* SET OF TASKS
A – Using the Principal Feature Analysis package description, answer these:
(i) What command installs the package?
(ii) What is the default value of cluster_size?
(iii) In the output file, what character separates the features the system state depends on from those it does not?
B – Reproduce the Principal Feature Analysis package description verbatim, everything from "If you use the" down to "been worked out.".

* DOCUMENT SEGMENT
******************************

Skip to main content

The first package for Principal Feature Analysis

Project description

Principal-Feature-Analysis (PFA)

If you use the presented PFA method or the provided Python scripts inspired you for further extensions or variations of this framework, we’ll be happy if you cite our paper “A principal feature analysis” (https://doi.org/10.1016/j.jocs.2021.101502) in course of which the Python implementations of this git repository have been worked out.

https://arxiv.org/abs/2101.12720

A parallelized version of the algorithm can be found here: https://github.com/LauritzR/Parallel-Principal-Feature-Analysis

Installation

pip install principal-feature-analysis

Usage

from principal_feature_analysis import pfa # import the main pfa function

pfa(path*, number_output_functions, number_sweeps, cluster_size, alpha, min_n_datapoints_a_bin, shuffle_feature_numbers, frac, claculate_mutual_information, basis_log_mutual_information) # function call

Parameters

  • path (String, required): Path to the input CSV file.
  • number_output_functions (int, default=1): Number of output features that are to be modeled, i.e. the number of components of the vector-valued output-function. The values are stored in the first number_output_functions rows of the csv-file.
  • number_sweeps (int, default=1): Number of sweeps of the PFA. The result of the last sweep is returned. In addition, the return of each sweep are interesected and returned as well.
  • cluster_size (int, default=50): Number of nodes of a subgraph in the principal_feature_analysis.
  • alpha (float, default=0.01): Level of significance.
  • min_n_data_points_a_bin (int, default=500):: The minimum number of data points for each bin in the chi-square test.
  • shuffle_feature_numbers (bool, default=False): If True the number of the features is randomly shuffled.
  • frac (int, default=1): The fraction of the dataset that is used for the analysis. The set is randomly sampled from the input csv.
  • calculate_mutual_information (bool, default=False): If True the mutual information with features from the PFA with the system state is calculated.
  • basis_log_mutual_information (int. default=2): Basis of the logarithm used in the calculation of the mutual information.

Output Files

  • principal_features_depending_system_state[i].txt: Lists the indices (related to the rows of the input csv) of the features that depend on the system state (row 0) where [i] is replaced by the number of sweeps. Each row of this file is a subgraph that could not be divided further where a * separates the features on which the system state depends (before *) and the ones on which the system state does not depend (after *).

******************************

* DATA ROWS
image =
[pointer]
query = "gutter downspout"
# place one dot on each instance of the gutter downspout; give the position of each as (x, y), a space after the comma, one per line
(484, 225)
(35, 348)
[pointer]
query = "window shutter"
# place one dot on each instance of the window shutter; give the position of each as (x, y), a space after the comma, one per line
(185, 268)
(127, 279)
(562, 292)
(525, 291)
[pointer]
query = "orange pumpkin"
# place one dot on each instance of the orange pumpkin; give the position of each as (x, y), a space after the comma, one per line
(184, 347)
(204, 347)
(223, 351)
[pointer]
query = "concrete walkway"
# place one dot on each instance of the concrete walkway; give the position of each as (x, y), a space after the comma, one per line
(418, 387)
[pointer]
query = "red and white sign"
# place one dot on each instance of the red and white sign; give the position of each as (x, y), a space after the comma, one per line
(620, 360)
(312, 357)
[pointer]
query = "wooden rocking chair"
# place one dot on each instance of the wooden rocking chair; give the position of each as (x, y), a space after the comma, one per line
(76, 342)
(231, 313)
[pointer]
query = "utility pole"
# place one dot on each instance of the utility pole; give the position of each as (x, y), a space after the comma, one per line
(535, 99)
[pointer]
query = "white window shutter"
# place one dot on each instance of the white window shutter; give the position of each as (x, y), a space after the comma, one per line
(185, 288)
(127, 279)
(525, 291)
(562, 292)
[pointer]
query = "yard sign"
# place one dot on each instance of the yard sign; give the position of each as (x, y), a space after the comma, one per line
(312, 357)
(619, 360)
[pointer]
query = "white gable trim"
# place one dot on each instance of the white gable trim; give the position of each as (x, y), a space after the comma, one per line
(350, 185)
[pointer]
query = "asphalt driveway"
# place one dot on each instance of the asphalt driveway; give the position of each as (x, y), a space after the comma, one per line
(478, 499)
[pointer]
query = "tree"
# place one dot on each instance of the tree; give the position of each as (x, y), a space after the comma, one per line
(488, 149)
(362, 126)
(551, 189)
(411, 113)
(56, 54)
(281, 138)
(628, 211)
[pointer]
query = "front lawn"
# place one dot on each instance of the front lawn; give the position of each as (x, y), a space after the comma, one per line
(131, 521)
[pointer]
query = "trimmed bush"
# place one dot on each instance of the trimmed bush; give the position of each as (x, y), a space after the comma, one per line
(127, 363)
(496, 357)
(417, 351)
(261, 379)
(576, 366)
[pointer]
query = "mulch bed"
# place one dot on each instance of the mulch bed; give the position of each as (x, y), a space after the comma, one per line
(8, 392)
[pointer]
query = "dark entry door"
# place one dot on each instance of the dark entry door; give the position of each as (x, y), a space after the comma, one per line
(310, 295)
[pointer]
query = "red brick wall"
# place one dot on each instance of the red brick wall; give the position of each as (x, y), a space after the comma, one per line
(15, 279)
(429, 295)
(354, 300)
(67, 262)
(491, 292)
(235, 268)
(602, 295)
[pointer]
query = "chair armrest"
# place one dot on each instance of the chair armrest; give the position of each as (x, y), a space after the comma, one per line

******************************

* ANSWER LIST
A –
(i) pip install principal-feature-analysis
(ii) 50
(iii) A * (asterisk)

B –
If you use the presented PFA method or the provided Python scripts inspired you for further extensions or variations of this framework, we’ll be happy if you cite our paper “A principal feature analysis” (https://doi.org/10.1016/j.jocs.2021.101502) in course of which the Python implementations of this git repository have been worked out.